— Dataset extract —

------------

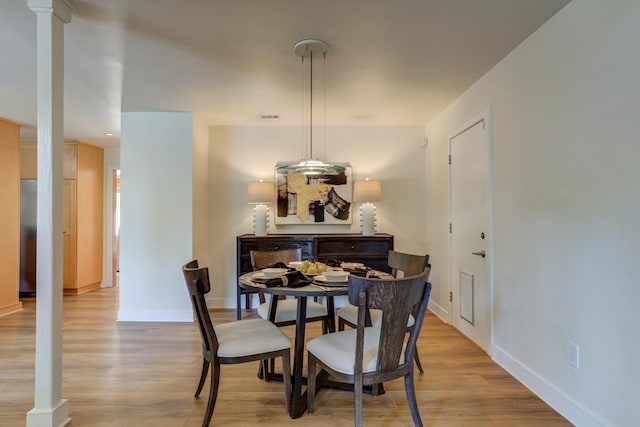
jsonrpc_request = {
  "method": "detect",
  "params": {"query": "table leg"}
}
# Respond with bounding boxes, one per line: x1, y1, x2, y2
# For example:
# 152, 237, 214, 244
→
327, 296, 336, 333
292, 296, 307, 418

------------

— Task requirements —
Write out each item above word for word, leaving out the pictures.

— Task answer —
jsonrpc_request = {
  "method": "detect",
  "params": {"query": "table leg"}
}
# Respond with bounding boxes, one per line: x1, y1, x2, y2
# For example:
# 152, 237, 214, 244
→
327, 296, 336, 333
292, 296, 307, 418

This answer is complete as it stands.